En un reciente artículo titulado 'La monarquía española', firmado por Luciano Pérez de Acevedo y Amo para el diario 'Hoy' del día 10 de julio, el autor subraya con acierto la importancia que tiene que los ciudadanos valoremos el papel esencial que representa la monarquía dentro de nuestro sistema democrático, como un órgano mediador y aglutinador de la voluntad general. Hasta aquí, comparto el buen criterio del articulista. Sin embargo, el señor Luciano percibe con sospecha e indignación que este papel está gravemente amenazado por una minoría de ciudadanos, empeñados, con su militancia republicana y su falta de respeto a las costumbres, en debilitar, cuando no desquebrajar, la noble función institucional que cumple la Corona. "Si algún día, Dios no lo quiera, -sentencia, con exageración, el autor- algún o algunos desaprensivos lo talaran, España, sin duda, quedaría abocada a la desaparición".

◆ ◆ ◆ ◆

**TAREA PLANTEADA:** Según el fragmento propuesto, ¿en qué diario y en qué fecha se publicó el artículo 'La monarquía española'?

**DATOS MOSTRADOS:**

◆ ◆ ◆ ◆

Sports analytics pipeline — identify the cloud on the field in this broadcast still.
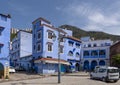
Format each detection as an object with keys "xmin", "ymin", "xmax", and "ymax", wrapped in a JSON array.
[{"xmin": 59, "ymin": 0, "xmax": 120, "ymax": 35}]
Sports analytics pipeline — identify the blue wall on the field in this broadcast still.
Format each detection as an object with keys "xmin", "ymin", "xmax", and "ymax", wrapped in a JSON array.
[{"xmin": 0, "ymin": 15, "xmax": 11, "ymax": 66}]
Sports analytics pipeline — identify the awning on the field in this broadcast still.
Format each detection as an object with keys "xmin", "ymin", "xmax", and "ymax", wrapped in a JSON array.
[{"xmin": 34, "ymin": 58, "xmax": 70, "ymax": 65}]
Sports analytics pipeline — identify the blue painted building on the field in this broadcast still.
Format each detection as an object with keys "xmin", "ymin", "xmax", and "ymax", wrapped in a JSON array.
[
  {"xmin": 10, "ymin": 30, "xmax": 32, "ymax": 68},
  {"xmin": 0, "ymin": 14, "xmax": 11, "ymax": 77},
  {"xmin": 32, "ymin": 18, "xmax": 81, "ymax": 74},
  {"xmin": 81, "ymin": 37, "xmax": 113, "ymax": 70},
  {"xmin": 64, "ymin": 36, "xmax": 81, "ymax": 71}
]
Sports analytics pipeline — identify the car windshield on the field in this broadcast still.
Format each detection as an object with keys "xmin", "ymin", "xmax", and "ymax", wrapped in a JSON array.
[{"xmin": 108, "ymin": 69, "xmax": 119, "ymax": 73}]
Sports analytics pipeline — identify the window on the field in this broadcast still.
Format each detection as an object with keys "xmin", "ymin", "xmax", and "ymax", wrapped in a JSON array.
[
  {"xmin": 47, "ymin": 56, "xmax": 52, "ymax": 58},
  {"xmin": 88, "ymin": 44, "xmax": 91, "ymax": 47},
  {"xmin": 76, "ymin": 52, "xmax": 80, "ymax": 57},
  {"xmin": 68, "ymin": 41, "xmax": 74, "ymax": 47},
  {"xmin": 83, "ymin": 51, "xmax": 89, "ymax": 56},
  {"xmin": 37, "ymin": 31, "xmax": 41, "ymax": 39},
  {"xmin": 99, "ymin": 50, "xmax": 105, "ymax": 55},
  {"xmin": 93, "ymin": 44, "xmax": 97, "ymax": 47},
  {"xmin": 34, "ymin": 34, "xmax": 35, "ymax": 38},
  {"xmin": 68, "ymin": 51, "xmax": 73, "ymax": 56},
  {"xmin": 76, "ymin": 43, "xmax": 80, "ymax": 48},
  {"xmin": 1, "ymin": 16, "xmax": 7, "ymax": 21},
  {"xmin": 0, "ymin": 30, "xmax": 2, "ymax": 35},
  {"xmin": 0, "ymin": 26, "xmax": 4, "ymax": 35},
  {"xmin": 48, "ymin": 44, "xmax": 52, "ymax": 51},
  {"xmin": 37, "ymin": 43, "xmax": 41, "ymax": 52},
  {"xmin": 0, "ymin": 47, "xmax": 1, "ymax": 53},
  {"xmin": 91, "ymin": 51, "xmax": 98, "ymax": 56},
  {"xmin": 34, "ymin": 45, "xmax": 35, "ymax": 50},
  {"xmin": 48, "ymin": 32, "xmax": 52, "ymax": 39},
  {"xmin": 60, "ymin": 46, "xmax": 63, "ymax": 53}
]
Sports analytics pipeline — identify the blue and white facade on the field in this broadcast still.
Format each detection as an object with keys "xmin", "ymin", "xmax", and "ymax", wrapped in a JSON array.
[
  {"xmin": 0, "ymin": 14, "xmax": 11, "ymax": 66},
  {"xmin": 10, "ymin": 30, "xmax": 32, "ymax": 67},
  {"xmin": 64, "ymin": 36, "xmax": 81, "ymax": 71},
  {"xmin": 32, "ymin": 18, "xmax": 80, "ymax": 74},
  {"xmin": 0, "ymin": 14, "xmax": 11, "ymax": 78},
  {"xmin": 80, "ymin": 37, "xmax": 113, "ymax": 70}
]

◆ ◆ ◆ ◆

**SOLUCIÓN:** En el diario 'Hoy', el 10 de julio.